◆ **DATA EXCERPTS**
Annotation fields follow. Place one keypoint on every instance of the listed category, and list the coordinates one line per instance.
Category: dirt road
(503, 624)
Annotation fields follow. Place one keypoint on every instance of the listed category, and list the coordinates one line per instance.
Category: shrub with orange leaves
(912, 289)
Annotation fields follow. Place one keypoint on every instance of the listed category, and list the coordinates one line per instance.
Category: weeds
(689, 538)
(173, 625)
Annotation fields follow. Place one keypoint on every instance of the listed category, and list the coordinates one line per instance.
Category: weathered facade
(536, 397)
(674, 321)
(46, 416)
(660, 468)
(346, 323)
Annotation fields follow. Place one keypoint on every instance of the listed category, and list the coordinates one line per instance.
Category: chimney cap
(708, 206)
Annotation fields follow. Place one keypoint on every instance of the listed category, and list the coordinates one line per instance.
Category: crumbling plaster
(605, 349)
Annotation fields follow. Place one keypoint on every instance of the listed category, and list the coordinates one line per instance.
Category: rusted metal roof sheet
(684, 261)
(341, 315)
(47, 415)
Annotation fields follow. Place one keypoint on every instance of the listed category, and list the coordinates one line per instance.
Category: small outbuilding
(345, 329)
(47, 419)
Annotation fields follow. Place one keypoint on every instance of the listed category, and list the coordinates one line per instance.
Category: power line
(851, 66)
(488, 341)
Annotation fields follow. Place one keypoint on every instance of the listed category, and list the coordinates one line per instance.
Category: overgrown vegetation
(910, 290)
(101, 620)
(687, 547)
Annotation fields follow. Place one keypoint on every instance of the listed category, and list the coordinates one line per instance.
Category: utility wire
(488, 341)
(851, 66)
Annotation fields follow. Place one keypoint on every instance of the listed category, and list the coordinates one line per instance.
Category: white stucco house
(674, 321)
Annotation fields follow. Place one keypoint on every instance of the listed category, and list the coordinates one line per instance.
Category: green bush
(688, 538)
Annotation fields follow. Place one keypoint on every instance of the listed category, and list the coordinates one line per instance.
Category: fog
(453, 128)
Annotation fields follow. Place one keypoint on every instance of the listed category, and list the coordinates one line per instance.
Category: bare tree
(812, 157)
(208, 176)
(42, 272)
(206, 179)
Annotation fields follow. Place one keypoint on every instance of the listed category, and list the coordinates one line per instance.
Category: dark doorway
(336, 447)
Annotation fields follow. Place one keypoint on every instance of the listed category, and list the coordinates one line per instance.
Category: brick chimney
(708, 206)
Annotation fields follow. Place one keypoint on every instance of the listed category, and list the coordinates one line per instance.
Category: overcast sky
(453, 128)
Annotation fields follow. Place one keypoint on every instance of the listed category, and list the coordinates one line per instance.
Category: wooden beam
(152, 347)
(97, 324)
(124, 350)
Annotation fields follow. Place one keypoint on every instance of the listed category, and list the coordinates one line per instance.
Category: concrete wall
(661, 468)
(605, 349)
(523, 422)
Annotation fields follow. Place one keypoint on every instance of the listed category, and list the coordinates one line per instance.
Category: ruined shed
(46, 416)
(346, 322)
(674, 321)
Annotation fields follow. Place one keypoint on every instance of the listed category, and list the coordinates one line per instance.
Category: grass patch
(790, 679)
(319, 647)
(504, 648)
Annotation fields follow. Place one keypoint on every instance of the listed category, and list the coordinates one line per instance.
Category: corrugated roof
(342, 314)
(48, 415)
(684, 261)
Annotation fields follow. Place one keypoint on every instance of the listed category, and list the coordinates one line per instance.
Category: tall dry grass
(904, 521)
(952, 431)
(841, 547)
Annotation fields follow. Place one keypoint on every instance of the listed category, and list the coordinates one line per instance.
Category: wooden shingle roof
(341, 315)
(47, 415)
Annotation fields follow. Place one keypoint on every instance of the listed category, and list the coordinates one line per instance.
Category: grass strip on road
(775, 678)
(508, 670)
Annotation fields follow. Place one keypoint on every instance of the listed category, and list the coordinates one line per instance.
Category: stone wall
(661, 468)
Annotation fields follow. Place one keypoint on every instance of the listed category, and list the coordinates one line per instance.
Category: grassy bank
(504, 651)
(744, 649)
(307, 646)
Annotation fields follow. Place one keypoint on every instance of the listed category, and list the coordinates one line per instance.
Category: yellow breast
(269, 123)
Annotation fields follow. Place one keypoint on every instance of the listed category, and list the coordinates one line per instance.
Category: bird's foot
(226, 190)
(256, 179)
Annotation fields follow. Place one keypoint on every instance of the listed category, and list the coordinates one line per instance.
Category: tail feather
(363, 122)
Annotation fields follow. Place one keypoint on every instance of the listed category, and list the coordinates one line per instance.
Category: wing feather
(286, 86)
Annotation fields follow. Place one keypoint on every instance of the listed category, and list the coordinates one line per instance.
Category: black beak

◆ **GIVEN PROBLEM**
Reproduce the whole listing word for word.

◆ **EXERCISE ANSWER**
Annotation fields follow. Place one keypoint on every instance of the listed category, and list the coordinates one line per instance.
Category: dirt road
(503, 624)
Annotation fields follow. Place one keypoint on every instance of the listed category, and list the coordinates one line per instance.
Category: shrub with orange leaves
(912, 289)
Annotation fields follow. Place one keypoint on every instance of the listed category, and list the coordinates one line per instance.
Category: weeds
(689, 538)
(173, 625)
Annotation fields follow. Place one keypoint on every instance of the listed category, and list the coordinates one line per instance.
Category: weathered facade
(536, 397)
(674, 321)
(46, 416)
(660, 468)
(346, 323)
Annotation fields follow. Place one keypoint on every instance of the listed category, and list the coordinates one line per instance.
Category: chimney cap
(708, 206)
Annotation fields follow. Place one keypoint on every instance of the listed category, and list the coordinates one line per instance.
Category: crumbling plaster
(605, 349)
Annotation fields follow. Place one keypoint on every instance of the listed category, and list the coordinates one line per instance.
Category: rusted metal roof sheet
(684, 261)
(341, 315)
(47, 415)
Annotation fields follow. Place one keypoint on every instance of the listed category, and list the coordinates one line per instance.
Category: small outbuilding
(345, 329)
(47, 419)
Annotation fields follow. Place one keypoint on every instance of the listed category, and list the coordinates one line per instance.
Category: power line
(851, 66)
(488, 341)
Annotation fields follow. Place one keypoint on every instance of the listed category, and list the coordinates one line per instance.
Category: overgrown vegetation
(910, 290)
(101, 620)
(687, 547)
Annotation fields follow. Place one keypoint on every instance of the listed category, and list the coordinates one line per instance.
Category: utility wire
(488, 341)
(851, 66)
Annotation fields follow. Place one keypoint on every instance of the listed category, and list the coordinates one line per instance.
Category: white stucco house
(674, 321)
Annotation fields follow. Place one keypoint on every instance of the listed category, and list the coordinates one line per instance.
Category: green bush
(688, 538)
Annotation fields follow. Place one keypoint on every instance of the listed category, and list the coordinates one line per instance.
Category: fog
(453, 128)
Annotation fields follow. Place one keypoint on every instance of the listed category, and list the coordinates one line per instance.
Category: bare tree
(812, 157)
(208, 176)
(42, 272)
(206, 179)
Annotation fields follow. Place one keypoint on every instance of the listed category, and list the coordinates one line per instance.
Category: dark doorway
(336, 447)
Annotation fields follow. Place one keypoint on every instance of the listed category, and list the coordinates one line per instance.
Category: brick chimney
(708, 206)
Annotation fields follow. Place one keypoint on every instance of the listed category, and list the coordinates one line per instance.
Category: overcast sky
(453, 128)
Annotation fields follow. Place one keypoint on every instance of the listed category, and list the coordinates one line per instance.
Category: wooden beam
(152, 347)
(97, 324)
(124, 350)
Annotation fields follow. Place one keypoint on every instance of the listed category, and list the coordinates one line per instance.
Category: concrete wall
(661, 468)
(605, 349)
(523, 422)
Annotation fields follow. Place one keypoint on every instance of the listed category, and list the coordinates one line per instance.
Category: ruined shed
(46, 416)
(346, 322)
(674, 321)
Annotation fields follow. Place one keypoint on every instance of the listed category, and list the coordinates one line per instance.
Category: grass patch
(790, 679)
(319, 647)
(504, 648)
Annotation fields follow. Place one keypoint on every instance of the listed category, and list the coordinates one line per instance.
Category: corrugated roof
(342, 314)
(48, 415)
(684, 261)
Annotation fields follow. Place one keypoint on every instance of the listed category, and list the coordinates one line per instance.
Category: tall dry grass
(904, 521)
(952, 431)
(841, 547)
Annotation fields follow. Place one keypoint on every instance of the listed category, and list the coordinates one line per instance.
Category: wooden shingle roof
(341, 315)
(47, 415)
Annotation fields follow. Place one keypoint on every instance of the listed category, and list the coordinates one line per instance.
Category: grass strip on road
(775, 678)
(508, 670)
Annotation fields follow. Place one keypoint on every instance of the listed category, and list the coordinates one line per instance.
Category: stone wall
(661, 468)
Annotation fields follow. Place one keypoint on every instance of the listed category, and list the coordinates one line per instance.
Category: grassy bank
(504, 651)
(744, 649)
(307, 646)
Annotation fields follow. Place one keypoint on every instance of the listed category, and list the coordinates one line per instance.
Category: yellow breast
(269, 123)
Annotation fields follow. Place one keypoint on every instance of the listed category, and list the coordinates one line per instance.
Category: bird's foot
(226, 190)
(256, 179)
Annotation fields follow. Place one keypoint on every instance of the listed category, and list the coordinates one line per instance.
Category: tail feather
(363, 122)
Annotation fields follow. Place one keypoint on every instance of the listed category, and list the coordinates one line per instance.
Category: wing feather
(286, 86)
Annotation fields follow. Place one keypoint on every instance of the listed category, and list the coordinates one line per instance.
Category: black beak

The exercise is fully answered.